--- Recorded information ---
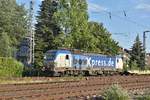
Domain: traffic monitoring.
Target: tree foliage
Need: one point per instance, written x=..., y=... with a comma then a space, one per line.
x=115, y=92
x=9, y=67
x=13, y=27
x=64, y=24
x=137, y=54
---
Work to be completed =>
An exact copy of the entries, minus the pictures, is what to return.

Task response =>
Domain: traffic monitoring.
Target: tree foliage
Need: one point per instance, written x=..., y=... with a comma then a space, one per line.
x=115, y=92
x=9, y=67
x=13, y=27
x=64, y=24
x=137, y=54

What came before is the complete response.